DATA EXCERPTS Block Start

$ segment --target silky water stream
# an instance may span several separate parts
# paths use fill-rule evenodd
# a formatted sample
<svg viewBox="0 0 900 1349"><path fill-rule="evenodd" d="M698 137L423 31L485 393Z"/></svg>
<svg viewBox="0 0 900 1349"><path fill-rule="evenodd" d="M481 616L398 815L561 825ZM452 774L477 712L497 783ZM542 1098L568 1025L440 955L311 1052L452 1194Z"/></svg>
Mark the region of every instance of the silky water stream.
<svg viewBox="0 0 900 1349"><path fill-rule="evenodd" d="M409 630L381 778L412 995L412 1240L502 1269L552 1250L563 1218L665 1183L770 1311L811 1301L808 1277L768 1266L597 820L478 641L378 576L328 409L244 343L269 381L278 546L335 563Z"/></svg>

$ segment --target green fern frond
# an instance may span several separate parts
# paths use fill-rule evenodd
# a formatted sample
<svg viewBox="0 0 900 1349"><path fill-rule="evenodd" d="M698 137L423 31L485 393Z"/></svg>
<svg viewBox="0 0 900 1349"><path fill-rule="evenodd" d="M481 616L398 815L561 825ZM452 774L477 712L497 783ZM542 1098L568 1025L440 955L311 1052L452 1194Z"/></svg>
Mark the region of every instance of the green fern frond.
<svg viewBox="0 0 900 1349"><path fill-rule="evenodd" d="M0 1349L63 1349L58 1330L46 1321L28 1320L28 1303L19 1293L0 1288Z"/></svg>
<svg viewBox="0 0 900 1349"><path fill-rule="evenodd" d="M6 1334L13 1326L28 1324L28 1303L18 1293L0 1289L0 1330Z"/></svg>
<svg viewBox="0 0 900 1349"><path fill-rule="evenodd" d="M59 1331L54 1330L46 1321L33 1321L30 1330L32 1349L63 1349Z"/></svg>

DATA EXCERPTS Block End

*ASSIGNED TASK:*
Where a line above holds the string "target", copy that line.

*RESPONSE AREA:*
$ segment --target silky water stream
$ segment --target green fern frond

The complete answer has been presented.